**Segmentation dataset excerpts**
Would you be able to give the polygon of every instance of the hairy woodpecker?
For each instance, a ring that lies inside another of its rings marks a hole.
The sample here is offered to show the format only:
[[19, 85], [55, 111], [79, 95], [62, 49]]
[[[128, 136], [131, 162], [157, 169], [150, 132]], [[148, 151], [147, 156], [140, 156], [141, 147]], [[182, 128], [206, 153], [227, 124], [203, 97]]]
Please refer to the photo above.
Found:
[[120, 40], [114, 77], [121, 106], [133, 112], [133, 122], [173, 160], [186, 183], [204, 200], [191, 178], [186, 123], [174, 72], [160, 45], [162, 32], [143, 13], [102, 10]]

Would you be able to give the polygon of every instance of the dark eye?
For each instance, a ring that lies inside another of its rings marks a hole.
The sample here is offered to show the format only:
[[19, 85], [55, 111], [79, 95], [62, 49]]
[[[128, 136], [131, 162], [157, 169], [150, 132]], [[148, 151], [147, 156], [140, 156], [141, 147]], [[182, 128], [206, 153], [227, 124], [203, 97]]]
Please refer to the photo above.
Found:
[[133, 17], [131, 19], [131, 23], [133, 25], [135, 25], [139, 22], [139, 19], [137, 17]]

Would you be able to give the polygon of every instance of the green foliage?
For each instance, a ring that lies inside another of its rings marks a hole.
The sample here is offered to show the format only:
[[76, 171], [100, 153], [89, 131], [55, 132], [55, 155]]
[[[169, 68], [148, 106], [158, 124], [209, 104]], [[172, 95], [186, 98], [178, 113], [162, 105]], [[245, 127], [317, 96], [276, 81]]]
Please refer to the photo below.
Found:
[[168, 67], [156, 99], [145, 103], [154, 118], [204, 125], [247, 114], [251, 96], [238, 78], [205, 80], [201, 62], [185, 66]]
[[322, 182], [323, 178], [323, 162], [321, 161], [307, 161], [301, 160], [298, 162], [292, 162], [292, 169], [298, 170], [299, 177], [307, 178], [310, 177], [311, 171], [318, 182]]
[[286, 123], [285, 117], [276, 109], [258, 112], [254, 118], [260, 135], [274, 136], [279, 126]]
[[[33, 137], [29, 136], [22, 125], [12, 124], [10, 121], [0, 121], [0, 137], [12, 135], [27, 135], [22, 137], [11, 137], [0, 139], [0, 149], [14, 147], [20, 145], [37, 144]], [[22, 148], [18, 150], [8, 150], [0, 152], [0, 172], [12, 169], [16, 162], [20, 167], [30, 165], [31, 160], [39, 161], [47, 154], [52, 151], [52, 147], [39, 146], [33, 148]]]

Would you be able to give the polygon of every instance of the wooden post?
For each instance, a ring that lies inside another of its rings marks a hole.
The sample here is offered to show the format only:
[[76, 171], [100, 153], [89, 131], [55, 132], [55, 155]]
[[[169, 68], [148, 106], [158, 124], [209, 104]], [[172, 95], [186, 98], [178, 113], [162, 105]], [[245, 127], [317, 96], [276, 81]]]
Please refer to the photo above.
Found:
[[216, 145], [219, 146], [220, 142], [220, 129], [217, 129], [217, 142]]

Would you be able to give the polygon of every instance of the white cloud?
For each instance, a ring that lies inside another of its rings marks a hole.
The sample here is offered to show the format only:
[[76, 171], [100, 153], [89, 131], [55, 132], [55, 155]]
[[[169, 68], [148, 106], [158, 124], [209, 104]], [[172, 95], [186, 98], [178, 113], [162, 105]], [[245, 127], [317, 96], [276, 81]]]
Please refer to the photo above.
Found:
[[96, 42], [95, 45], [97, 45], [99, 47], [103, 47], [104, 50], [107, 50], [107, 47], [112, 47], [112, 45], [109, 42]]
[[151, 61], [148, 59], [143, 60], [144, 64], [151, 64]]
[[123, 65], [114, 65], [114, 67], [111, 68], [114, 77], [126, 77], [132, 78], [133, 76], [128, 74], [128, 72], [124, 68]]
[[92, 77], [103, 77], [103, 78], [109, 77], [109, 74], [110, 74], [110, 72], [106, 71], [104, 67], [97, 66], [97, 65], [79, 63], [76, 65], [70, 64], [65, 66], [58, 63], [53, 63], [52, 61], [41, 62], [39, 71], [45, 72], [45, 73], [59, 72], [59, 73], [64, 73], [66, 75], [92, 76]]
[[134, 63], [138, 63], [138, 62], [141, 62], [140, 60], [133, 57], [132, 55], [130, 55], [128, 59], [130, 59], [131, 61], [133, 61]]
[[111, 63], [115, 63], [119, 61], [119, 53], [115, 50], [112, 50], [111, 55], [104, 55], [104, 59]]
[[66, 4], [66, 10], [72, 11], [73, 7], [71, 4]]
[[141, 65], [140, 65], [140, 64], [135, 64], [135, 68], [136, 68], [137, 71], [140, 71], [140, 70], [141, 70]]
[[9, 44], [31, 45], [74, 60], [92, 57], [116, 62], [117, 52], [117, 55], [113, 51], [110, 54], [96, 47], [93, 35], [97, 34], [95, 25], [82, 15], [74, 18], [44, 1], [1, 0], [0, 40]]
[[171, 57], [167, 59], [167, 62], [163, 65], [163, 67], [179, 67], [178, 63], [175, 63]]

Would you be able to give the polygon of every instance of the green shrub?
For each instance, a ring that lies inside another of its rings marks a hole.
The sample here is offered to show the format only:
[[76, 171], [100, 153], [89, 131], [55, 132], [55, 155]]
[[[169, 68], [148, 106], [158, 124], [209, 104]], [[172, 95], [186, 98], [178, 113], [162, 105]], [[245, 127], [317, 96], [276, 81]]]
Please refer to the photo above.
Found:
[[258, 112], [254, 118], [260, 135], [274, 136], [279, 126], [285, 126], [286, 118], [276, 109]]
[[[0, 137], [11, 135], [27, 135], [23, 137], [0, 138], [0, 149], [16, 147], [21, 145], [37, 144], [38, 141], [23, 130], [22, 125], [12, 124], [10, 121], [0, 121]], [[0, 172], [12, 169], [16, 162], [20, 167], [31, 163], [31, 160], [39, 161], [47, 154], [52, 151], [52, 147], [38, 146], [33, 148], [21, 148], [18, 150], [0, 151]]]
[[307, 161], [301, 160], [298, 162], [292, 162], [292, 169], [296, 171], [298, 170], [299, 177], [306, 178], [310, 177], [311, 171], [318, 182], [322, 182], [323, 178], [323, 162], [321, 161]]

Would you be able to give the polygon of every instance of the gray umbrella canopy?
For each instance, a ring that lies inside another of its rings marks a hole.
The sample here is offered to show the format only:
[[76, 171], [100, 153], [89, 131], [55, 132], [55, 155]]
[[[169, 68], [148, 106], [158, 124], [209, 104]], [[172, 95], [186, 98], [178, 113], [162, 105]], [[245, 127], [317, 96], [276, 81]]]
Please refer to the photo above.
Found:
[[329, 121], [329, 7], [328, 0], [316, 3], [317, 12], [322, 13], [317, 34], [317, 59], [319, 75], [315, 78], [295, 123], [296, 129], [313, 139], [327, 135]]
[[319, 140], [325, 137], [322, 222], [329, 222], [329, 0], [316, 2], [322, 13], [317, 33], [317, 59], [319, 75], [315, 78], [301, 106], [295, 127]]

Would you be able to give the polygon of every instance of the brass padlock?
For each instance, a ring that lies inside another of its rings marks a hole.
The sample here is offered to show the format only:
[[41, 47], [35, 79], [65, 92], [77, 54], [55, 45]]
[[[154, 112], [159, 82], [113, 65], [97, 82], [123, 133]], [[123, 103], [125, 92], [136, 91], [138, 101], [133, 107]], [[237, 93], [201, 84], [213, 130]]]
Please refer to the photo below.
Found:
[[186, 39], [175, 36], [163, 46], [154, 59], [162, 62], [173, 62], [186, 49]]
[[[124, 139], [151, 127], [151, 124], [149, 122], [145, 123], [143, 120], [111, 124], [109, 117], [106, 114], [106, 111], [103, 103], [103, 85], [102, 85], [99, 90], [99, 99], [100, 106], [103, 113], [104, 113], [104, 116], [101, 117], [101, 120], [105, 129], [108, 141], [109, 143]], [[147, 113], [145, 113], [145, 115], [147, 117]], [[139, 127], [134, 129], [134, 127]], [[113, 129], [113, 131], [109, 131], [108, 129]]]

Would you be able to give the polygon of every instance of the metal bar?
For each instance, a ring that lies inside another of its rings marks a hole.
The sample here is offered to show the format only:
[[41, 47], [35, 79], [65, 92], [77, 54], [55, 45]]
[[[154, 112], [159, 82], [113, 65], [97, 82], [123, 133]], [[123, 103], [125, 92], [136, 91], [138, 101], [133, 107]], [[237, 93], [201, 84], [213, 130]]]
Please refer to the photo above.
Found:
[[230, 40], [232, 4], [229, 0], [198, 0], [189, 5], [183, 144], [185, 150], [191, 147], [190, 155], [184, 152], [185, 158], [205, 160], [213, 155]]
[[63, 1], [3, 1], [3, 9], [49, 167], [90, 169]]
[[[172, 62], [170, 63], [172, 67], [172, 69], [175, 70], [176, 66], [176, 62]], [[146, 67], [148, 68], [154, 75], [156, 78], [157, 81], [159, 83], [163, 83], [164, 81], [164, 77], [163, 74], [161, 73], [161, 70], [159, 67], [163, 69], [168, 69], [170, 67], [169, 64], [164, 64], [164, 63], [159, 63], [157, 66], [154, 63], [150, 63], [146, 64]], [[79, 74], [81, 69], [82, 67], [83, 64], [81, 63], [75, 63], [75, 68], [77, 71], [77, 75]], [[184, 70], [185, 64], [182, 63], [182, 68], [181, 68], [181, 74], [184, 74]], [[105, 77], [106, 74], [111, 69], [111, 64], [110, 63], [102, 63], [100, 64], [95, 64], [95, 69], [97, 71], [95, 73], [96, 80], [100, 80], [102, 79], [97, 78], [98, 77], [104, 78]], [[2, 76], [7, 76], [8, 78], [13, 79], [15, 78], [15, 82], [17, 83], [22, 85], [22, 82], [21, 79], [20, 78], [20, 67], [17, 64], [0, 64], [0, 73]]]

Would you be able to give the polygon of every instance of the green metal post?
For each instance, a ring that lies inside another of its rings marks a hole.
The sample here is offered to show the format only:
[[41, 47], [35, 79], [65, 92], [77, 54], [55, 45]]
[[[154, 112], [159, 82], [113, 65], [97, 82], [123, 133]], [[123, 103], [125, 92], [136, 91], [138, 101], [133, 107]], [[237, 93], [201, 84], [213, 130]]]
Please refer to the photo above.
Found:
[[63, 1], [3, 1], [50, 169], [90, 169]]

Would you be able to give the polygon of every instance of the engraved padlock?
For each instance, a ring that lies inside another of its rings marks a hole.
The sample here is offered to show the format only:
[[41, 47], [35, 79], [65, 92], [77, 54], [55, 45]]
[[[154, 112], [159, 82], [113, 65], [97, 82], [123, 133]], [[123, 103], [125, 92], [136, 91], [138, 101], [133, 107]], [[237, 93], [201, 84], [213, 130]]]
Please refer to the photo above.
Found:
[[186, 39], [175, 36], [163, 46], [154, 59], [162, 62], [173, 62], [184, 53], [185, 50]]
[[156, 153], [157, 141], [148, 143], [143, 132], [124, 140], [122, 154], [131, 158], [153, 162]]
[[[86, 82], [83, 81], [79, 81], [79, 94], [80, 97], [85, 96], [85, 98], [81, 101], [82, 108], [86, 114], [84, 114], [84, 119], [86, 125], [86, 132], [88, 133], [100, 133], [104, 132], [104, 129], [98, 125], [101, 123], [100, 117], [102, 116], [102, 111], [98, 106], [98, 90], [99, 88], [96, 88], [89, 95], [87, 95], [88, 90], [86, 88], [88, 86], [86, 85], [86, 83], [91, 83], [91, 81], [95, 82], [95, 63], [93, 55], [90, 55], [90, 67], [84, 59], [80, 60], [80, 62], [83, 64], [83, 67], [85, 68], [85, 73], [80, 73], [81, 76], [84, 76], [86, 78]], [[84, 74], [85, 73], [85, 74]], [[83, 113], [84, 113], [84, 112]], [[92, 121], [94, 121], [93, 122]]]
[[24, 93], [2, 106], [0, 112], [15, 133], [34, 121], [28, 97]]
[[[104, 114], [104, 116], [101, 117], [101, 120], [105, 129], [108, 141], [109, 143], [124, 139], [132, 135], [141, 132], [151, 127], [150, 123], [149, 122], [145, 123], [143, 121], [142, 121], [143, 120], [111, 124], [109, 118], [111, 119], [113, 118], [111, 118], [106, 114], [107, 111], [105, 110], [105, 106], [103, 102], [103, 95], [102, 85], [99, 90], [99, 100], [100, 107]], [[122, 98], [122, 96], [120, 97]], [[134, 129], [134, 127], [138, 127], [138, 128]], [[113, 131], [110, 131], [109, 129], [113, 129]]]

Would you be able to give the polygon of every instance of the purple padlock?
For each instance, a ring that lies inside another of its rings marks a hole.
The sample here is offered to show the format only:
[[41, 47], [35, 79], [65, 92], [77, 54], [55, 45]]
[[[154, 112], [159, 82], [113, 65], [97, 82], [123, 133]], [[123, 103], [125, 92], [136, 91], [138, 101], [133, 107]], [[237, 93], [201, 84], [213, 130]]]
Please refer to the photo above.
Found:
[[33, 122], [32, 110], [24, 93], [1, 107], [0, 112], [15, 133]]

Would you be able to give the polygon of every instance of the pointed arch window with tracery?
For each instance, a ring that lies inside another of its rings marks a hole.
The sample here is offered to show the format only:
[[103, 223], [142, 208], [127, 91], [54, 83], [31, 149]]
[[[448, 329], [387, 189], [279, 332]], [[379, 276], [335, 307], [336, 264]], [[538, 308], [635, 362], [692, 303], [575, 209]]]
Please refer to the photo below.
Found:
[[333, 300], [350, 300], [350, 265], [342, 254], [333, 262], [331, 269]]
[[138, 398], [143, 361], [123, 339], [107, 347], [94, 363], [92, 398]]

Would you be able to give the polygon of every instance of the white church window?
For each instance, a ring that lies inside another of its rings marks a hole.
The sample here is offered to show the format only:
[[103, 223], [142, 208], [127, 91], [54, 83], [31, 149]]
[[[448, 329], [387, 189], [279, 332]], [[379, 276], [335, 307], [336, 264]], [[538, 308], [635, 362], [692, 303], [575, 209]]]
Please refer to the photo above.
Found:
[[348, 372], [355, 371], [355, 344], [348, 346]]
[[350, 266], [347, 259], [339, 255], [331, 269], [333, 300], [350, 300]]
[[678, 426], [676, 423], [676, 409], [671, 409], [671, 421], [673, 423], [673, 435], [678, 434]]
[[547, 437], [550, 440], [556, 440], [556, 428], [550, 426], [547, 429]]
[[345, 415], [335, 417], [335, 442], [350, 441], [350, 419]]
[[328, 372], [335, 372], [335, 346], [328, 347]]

**Exercise instructions**
Output exactly the lines above, from the one holding "white church window?" through the end of the data, including the first and last.

**The completed task**
Would you be able to give the polygon of every instance of the white church window?
For each instance, a ring that lies inside another of its rings marks a hole.
The sample here is offered to show the format only:
[[103, 223], [142, 208], [127, 91], [54, 83], [31, 149]]
[[[448, 329], [387, 189], [279, 332]], [[379, 276], [335, 307], [336, 264]], [[538, 308], [635, 362], [692, 303], [575, 209]]]
Please refer to the photo above.
Found:
[[348, 372], [355, 371], [355, 344], [348, 346]]
[[350, 266], [347, 259], [339, 255], [331, 269], [333, 300], [350, 300]]
[[678, 426], [676, 423], [676, 409], [671, 409], [671, 421], [673, 423], [673, 435], [678, 434]]
[[547, 437], [550, 440], [556, 440], [556, 428], [550, 426], [547, 429]]
[[345, 415], [335, 417], [335, 442], [350, 441], [350, 419]]
[[328, 372], [335, 372], [335, 346], [328, 347]]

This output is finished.